▶ **Brief**
Without altering anything, output the material below.

▶ **Task material**
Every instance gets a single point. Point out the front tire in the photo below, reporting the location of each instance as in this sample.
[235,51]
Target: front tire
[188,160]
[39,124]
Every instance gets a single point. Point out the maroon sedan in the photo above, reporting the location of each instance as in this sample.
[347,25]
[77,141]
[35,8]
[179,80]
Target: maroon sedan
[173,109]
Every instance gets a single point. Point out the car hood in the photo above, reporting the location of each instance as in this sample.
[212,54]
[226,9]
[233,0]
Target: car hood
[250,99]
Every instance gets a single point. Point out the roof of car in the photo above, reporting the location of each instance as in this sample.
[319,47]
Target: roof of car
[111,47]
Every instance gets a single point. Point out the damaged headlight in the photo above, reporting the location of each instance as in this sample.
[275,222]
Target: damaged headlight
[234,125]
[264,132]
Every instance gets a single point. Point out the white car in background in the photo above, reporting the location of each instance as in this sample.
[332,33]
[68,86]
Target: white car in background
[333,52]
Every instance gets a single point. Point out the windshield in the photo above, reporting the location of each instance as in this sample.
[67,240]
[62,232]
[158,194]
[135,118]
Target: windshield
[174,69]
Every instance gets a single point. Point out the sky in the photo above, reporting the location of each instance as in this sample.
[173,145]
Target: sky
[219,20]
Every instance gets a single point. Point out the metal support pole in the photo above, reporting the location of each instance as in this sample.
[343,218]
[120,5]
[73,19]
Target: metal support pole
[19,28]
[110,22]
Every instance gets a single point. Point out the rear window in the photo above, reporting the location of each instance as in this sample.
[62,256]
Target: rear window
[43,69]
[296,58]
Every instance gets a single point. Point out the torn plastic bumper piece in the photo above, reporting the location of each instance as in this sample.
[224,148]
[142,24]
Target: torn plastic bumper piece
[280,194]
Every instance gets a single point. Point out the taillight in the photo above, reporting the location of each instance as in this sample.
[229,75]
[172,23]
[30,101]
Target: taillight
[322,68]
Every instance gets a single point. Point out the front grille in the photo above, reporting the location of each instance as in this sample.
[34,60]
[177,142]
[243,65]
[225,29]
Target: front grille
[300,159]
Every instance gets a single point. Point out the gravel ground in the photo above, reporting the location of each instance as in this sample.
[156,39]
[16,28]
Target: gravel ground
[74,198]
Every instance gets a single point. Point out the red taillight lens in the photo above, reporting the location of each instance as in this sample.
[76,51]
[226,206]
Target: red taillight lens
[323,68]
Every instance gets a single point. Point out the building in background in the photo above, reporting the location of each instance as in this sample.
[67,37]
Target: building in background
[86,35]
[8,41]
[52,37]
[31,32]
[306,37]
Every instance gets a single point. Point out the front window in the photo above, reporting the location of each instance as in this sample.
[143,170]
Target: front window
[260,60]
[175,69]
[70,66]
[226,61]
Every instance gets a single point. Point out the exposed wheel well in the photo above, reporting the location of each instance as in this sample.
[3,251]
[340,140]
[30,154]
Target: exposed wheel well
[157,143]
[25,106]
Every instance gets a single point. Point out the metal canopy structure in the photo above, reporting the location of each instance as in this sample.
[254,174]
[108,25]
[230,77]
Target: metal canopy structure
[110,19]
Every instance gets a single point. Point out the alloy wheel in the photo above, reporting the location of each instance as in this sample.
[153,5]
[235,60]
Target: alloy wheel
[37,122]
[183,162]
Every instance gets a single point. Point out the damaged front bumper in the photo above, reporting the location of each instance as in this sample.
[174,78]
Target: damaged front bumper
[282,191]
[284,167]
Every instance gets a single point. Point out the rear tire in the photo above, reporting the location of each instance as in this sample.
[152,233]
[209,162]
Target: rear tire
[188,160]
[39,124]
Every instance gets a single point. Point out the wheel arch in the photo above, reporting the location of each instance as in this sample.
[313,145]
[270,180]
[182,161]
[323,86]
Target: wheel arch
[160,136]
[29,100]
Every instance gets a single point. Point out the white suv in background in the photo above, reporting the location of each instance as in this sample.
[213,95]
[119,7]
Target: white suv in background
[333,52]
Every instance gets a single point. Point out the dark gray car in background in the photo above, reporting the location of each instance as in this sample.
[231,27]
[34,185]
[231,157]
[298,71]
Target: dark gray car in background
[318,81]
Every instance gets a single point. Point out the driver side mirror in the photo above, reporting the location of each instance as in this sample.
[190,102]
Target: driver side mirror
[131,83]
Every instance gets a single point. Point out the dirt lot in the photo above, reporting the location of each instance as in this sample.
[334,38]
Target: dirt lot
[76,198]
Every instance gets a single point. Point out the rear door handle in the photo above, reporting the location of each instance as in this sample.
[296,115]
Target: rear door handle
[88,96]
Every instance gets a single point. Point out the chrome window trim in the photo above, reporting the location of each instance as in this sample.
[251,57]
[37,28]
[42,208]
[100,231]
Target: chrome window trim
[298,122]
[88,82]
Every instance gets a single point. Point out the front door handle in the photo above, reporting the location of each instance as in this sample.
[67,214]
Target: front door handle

▶ **Output of the exercise**
Every instance gets a single point. Point out the front tire in the photo below, reporting the location of each instance as in this sample.
[235,51]
Target: front tire
[188,160]
[39,124]
Every instance gets a single point. Point out the maroon sedan in the photo above, reporting the location of each instance as in this sample.
[347,25]
[77,141]
[35,8]
[179,80]
Target: maroon sedan
[173,109]
Every instance gets a single point. Point out the car hood in the photo above, reporting the location of each instance as in this sample.
[212,54]
[226,9]
[233,0]
Target: car hood
[250,99]
Every instance gets a single point. Point out the roof of car in the photo above, reporting the location of each instance as in this sample.
[319,47]
Target: roof of car
[111,47]
Every instance gets a single point. Point out the damaged headlight in the photo above, reporting the location of each instance as in this sample.
[275,222]
Target: damaged headlight
[234,125]
[264,132]
Every instance gets a single point. Point out the white car in background in the photo above, reporting the location of each instance as in this sample.
[332,33]
[68,86]
Target: white car in background
[333,52]
Every instance gets a single point. Point out the windshield in the photo above, reporting the location of each instance as in this sample.
[67,240]
[62,232]
[158,194]
[135,118]
Target: windshield
[174,69]
Every instance gets a single point. Point out the sky in the photo above, reporting the location of each instance as in this sample.
[173,145]
Target: sky
[219,20]
Every instance gets a single point. Point out the metal support pole in the photo above, reporting the location of each instance as in this sample.
[343,218]
[120,5]
[73,19]
Target: metal support pole
[19,28]
[110,22]
Every instance gets a single point. Point out the rear window in the photo above, reporting the location of each instance as in this sample.
[62,256]
Target: rear window
[43,69]
[296,58]
Every instance gets a single point. Point out the torn plastic bumper piece in the photo above, reporting the location of each instance as in this sample.
[224,148]
[142,24]
Target: torn plastic bumper piece
[280,194]
Every instance gets a single point. Point out the taillight in the photo above, reporting the location of each instance as in this sample.
[229,75]
[172,23]
[30,101]
Target: taillight
[322,68]
Every instance gets a single point. Point out the front grille in the photo above, reporting the location of each instance as in this sample.
[34,60]
[177,142]
[243,65]
[225,29]
Target: front grille
[300,159]
Every instance gets a single point. Point out the gravel ground in the photo above, reporting the location of each instance as in this sample.
[156,39]
[16,28]
Target: gravel ground
[74,198]
Every instance gets a single point. Point out the red taillight lens in the photo above, reporting the location of each instance as in this sample.
[76,51]
[226,206]
Target: red taillight lens
[323,68]
Every instance gets a single point. Point out the building in background in the photo above, reporting the location of each instance as in this sample.
[67,37]
Target: building in background
[86,35]
[8,41]
[52,37]
[31,32]
[306,37]
Every instance gets a single point. Point out the front window in the photo above, reporting the location of each instance as in this sample.
[143,170]
Target: front window
[260,60]
[175,69]
[70,66]
[226,61]
Every instance gets a single point. Point out the exposed wheel well in the photo above, reporting the location of each instance as in this sample.
[3,251]
[340,140]
[30,154]
Target: exposed wheel well
[157,143]
[25,106]
Every instance gets a single point. Point out the metal canopy structure in the photo above, reporting the location of each instance as in this sample.
[254,174]
[108,25]
[230,77]
Target: metal canopy structure
[110,19]
Every instance gets a single point. Point out the alloy wheel in the photo above, reporting the location of each instance as in this sample.
[153,5]
[235,60]
Target: alloy wheel
[37,122]
[183,162]
Every instance gets a single point. Point out the damaged front bumper in the photo above, reporting the location of each instance as in this sample.
[174,78]
Target: damaged front bumper
[282,191]
[284,167]
Every instance gets a single point. Point out the rear tire in the photo above, reporting the location of each instance as in this sample.
[152,233]
[209,162]
Target: rear tire
[188,160]
[39,124]
Every instance gets a single point. Point out the wheel arch in the photo above, reporting the location of each instance as in this sample.
[313,145]
[270,180]
[182,161]
[323,86]
Target: wheel arch
[160,136]
[29,100]
Every instance gets a single point. Point out the white suv in background in the photo above, reporting the location of each instance as in this sample.
[213,95]
[119,7]
Target: white suv in background
[333,52]
Every instance gets a single point. Point out the dark gray car in background in the photo above, reporting the location of each instance as in this sample.
[231,27]
[34,185]
[231,157]
[298,71]
Target: dark gray car in background
[318,81]
Every instance gets a single point. Point out the driver side mirror in the photo above, reporting the location of each instance as in this sample.
[190,102]
Target: driver side mirror
[131,83]
Every instance gets a single point. Point out the dirt lot in the photo above, reporting the location of each instance as in this sample.
[334,38]
Target: dirt lot
[76,198]
Every instance gets a single point. Point out the rear door handle in the photo above, reporting the location of each instance as in this sample.
[296,115]
Target: rear door handle
[88,96]
Every instance gets a single point. Point out the chrome window trim in the photo above, reporting the location of each instance as in this sample.
[251,57]
[37,28]
[42,208]
[100,231]
Target: chrome window trim
[298,122]
[88,82]
Every instance gets a single point. Point out the front door handle in the photo above, reporting the location of each instance as in this sample.
[67,214]
Target: front door handle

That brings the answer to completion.